── Texto

Na primeira parte da narrativa (Lc 22,39-46), encontramos Jesus resistindo contra sua última tentação. E resistiu sozinho, pois nem recebeu o apoio de seus discípulos, que dormiram em vez de orar com ele, apesar de sua insistência (Lc 22,40.46). E era preciso muita força para vencer a tentação de não ser fiel à missão para a qual o Espírito do Senhor o havia ungido (Cf. Lc 4,18-19). Então, solitário e com profunda angústia humana, Jesus busca na comunhão com o Pai, na oração, as forças para perseverar até o fim e, apesar de uma situação tão extrema, revelar em suas atitudes o agir do próprio Pai (Lc 22,41.44.45).
Na segunda parte (Lc 22,47-53), uma vez vencida a tentação de desistir, temos o relato da covarde prisão de Jesus pelas autoridades do templo à noite, para que o povo nada percebesse (Lc 22,2; 20,19). Judas, com a saudação usual entre amigos, traiu seu mestre com um beijo, identificando quem deveria ser preso. Os discípulos reagem com violência. Jesus, no entanto, recusa a violência e, para além disso, ainda cura o ferimento na orelha do servo do sumo sacerdote (Lc 22,50-51).

────

* O que fazer
Dê continuidade ao texto sobre a narrativa da paixão de Jesus em Lucas 22, começando logo após a última frase apresentada.

── Material fornecido

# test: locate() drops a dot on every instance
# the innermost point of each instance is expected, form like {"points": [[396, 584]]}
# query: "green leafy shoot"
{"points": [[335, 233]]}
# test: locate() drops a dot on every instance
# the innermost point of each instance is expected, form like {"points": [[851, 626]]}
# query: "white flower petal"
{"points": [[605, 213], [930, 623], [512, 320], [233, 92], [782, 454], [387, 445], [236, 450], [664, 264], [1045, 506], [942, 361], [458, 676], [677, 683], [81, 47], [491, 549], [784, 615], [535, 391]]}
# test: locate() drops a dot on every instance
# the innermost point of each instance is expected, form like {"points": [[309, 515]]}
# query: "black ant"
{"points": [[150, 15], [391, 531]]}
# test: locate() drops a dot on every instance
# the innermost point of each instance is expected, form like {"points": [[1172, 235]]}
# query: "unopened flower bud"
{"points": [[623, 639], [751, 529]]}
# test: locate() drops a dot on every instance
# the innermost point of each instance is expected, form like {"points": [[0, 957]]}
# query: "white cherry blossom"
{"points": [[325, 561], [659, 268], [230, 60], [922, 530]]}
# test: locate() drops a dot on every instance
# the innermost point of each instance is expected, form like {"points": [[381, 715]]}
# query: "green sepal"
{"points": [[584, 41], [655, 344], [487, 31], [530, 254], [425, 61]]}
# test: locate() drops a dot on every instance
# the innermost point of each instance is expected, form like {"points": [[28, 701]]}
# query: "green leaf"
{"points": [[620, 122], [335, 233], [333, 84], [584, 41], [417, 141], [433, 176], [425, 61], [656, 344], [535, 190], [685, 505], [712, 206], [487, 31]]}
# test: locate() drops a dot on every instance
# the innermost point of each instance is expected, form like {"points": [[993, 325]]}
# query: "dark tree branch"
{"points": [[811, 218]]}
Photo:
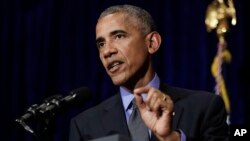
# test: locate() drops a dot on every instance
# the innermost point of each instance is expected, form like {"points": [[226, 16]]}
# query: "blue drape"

────
── Material fornecido

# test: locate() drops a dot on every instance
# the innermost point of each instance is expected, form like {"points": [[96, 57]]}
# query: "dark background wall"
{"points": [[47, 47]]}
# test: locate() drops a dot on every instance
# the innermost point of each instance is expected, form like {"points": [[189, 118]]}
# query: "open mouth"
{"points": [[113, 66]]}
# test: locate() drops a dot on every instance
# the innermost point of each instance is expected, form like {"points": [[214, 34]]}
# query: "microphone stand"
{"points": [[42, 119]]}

────
── Material fornecido

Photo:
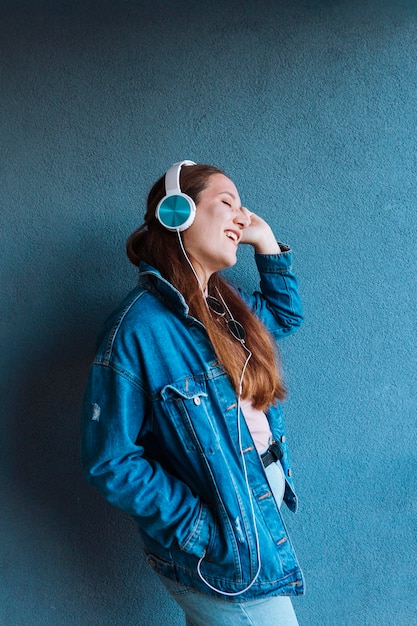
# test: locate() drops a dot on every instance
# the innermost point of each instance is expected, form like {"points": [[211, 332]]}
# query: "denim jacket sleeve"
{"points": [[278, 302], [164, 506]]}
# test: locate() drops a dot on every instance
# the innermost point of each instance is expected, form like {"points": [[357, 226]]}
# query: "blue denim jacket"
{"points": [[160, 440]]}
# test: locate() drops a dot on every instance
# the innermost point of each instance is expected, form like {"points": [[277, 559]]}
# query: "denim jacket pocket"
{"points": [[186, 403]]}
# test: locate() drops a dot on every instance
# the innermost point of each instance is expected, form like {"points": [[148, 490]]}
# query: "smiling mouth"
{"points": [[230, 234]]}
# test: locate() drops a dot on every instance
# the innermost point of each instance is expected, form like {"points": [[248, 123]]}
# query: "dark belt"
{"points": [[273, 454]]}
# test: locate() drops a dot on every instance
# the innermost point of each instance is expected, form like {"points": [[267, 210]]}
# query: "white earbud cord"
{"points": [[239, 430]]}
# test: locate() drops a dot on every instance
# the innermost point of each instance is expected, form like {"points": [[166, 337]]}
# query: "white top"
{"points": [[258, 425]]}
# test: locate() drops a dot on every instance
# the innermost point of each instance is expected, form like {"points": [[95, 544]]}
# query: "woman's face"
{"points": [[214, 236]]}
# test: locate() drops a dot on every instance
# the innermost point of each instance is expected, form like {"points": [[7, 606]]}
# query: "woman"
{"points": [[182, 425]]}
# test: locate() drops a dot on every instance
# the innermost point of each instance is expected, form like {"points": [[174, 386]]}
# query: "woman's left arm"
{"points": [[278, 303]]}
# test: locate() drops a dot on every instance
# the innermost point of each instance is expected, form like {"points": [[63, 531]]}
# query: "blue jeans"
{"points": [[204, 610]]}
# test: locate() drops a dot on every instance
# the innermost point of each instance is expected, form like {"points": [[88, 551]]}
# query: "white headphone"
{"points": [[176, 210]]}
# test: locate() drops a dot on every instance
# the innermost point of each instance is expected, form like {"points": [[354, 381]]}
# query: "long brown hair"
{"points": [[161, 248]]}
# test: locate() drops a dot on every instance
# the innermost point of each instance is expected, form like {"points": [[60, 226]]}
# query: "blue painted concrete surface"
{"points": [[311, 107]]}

────

* Resultado
Assim, Jesus mesmo dá o exemplo de amor aos inimigos, de fazer o bem aos que vos odeiam, de falar bem dos que falam mal de vós e de orar por aqueles que vos caluniam (Lc 6,27-28). Jesus também desmascara a covardia das autoridades. Se ele fazia o confronto abertamente no templo, anunciando a verdade do Evangelho, anciãos, a elite econômica, e sumos sacerdotes, a elite religiosa, entretanto, fugiam das verdades do Reino para prendê-lo com espadas e paus às escondidas como se fosse um bandido (Lc 22,52-53). Naquele tempo e ainda hoje, esse é o comportamento hipócrita de quem está no poder, fazendo tudo para garantir seus privilégios, sejam religiosos, políticos ou econômicos. Eles acusam de hereges, terroristas, desordeiros e vagabundos a quem luta por justiça e vida digna para todas as pessoas.
Para perseverar na fidelidade a Jesus e a seu projeto, além da força da comunidade que celebra a partilha ao redor da mesa, é fundamental uma vivência pessoal de oração, de íntima comunhão com o Espírito de Deus, a fim de não cairmos na mesma tentação de Pedro: ‘Mulher, eu nem o conheço!’ ‘Não, homem, eu não!’ ‘Homem, não sei de que estás falando!’ (Lc 22,57-60). E quando cedemos diante das tentações, importa ter a mesma atitude de Pedro, isto é, reconhecer a queda e mudar de vida (Lc 22,61-62).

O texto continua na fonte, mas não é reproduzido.